▸ Treść zadania
Przepisz poniższy listing, zastępując „white tent” przez „white canopy”, a resztę zostaw bez zmian.

▸ Wybrane dane
━━━━━━━━━━

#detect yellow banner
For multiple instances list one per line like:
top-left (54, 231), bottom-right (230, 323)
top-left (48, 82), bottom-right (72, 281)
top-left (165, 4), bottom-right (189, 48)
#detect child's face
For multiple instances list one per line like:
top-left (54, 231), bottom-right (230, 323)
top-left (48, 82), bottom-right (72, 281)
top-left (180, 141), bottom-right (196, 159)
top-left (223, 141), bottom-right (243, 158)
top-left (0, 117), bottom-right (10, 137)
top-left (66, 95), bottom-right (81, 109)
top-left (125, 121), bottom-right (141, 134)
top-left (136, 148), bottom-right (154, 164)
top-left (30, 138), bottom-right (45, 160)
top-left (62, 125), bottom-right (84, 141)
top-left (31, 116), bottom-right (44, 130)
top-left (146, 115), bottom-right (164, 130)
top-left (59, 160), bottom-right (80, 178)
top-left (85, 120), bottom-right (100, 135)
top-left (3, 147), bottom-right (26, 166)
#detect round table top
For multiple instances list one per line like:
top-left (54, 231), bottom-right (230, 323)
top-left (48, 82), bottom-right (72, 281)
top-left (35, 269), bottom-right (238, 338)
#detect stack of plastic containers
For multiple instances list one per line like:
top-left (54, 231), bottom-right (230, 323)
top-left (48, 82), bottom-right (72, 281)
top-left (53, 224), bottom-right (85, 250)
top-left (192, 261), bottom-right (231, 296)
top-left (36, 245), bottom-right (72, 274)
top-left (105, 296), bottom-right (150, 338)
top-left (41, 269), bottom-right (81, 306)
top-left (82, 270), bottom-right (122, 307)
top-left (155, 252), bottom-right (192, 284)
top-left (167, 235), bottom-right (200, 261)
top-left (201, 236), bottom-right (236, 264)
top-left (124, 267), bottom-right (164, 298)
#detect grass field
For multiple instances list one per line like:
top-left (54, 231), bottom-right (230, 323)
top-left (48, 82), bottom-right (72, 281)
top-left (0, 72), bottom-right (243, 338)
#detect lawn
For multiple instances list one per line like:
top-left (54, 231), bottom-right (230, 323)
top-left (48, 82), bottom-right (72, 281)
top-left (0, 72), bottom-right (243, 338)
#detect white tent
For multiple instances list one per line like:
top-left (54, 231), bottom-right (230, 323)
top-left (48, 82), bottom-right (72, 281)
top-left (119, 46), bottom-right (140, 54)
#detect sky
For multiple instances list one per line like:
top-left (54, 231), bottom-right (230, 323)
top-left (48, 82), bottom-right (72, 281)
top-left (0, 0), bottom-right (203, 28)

━━━━━━━━━━

▸ Rozwiązanie pisemne
#detect yellow banner
For multiple instances list one per line like:
top-left (54, 231), bottom-right (230, 323)
top-left (48, 82), bottom-right (72, 281)
top-left (165, 4), bottom-right (189, 48)
#detect child's face
For multiple instances list one per line like:
top-left (54, 231), bottom-right (230, 323)
top-left (48, 82), bottom-right (72, 281)
top-left (180, 141), bottom-right (196, 159)
top-left (223, 141), bottom-right (243, 158)
top-left (0, 117), bottom-right (10, 137)
top-left (66, 95), bottom-right (81, 109)
top-left (125, 121), bottom-right (141, 134)
top-left (136, 148), bottom-right (154, 164)
top-left (30, 138), bottom-right (45, 160)
top-left (62, 125), bottom-right (84, 141)
top-left (31, 116), bottom-right (44, 130)
top-left (146, 115), bottom-right (164, 130)
top-left (59, 160), bottom-right (80, 178)
top-left (85, 120), bottom-right (100, 135)
top-left (3, 147), bottom-right (26, 166)
#detect round table top
For multiple instances list one per line like:
top-left (54, 231), bottom-right (230, 323)
top-left (48, 82), bottom-right (72, 281)
top-left (35, 269), bottom-right (238, 338)
#detect stack of plastic containers
For multiple instances list one per line like:
top-left (54, 231), bottom-right (230, 323)
top-left (48, 82), bottom-right (72, 281)
top-left (53, 224), bottom-right (85, 250)
top-left (192, 261), bottom-right (231, 296)
top-left (36, 245), bottom-right (72, 274)
top-left (105, 296), bottom-right (150, 338)
top-left (41, 269), bottom-right (81, 306)
top-left (82, 270), bottom-right (122, 307)
top-left (155, 252), bottom-right (192, 284)
top-left (167, 235), bottom-right (200, 261)
top-left (201, 236), bottom-right (236, 264)
top-left (124, 267), bottom-right (164, 298)
#detect grass field
For multiple instances list one per line like:
top-left (54, 231), bottom-right (230, 323)
top-left (48, 82), bottom-right (72, 281)
top-left (0, 72), bottom-right (243, 338)
#detect lawn
For multiple instances list one per line like:
top-left (54, 231), bottom-right (230, 323)
top-left (48, 82), bottom-right (72, 281)
top-left (0, 72), bottom-right (243, 338)
#detect white canopy
For multiple instances list one per line like:
top-left (54, 231), bottom-right (230, 323)
top-left (48, 82), bottom-right (72, 281)
top-left (119, 46), bottom-right (140, 54)
#detect sky
For multiple instances list one per line like:
top-left (54, 231), bottom-right (230, 323)
top-left (48, 82), bottom-right (72, 281)
top-left (0, 0), bottom-right (203, 28)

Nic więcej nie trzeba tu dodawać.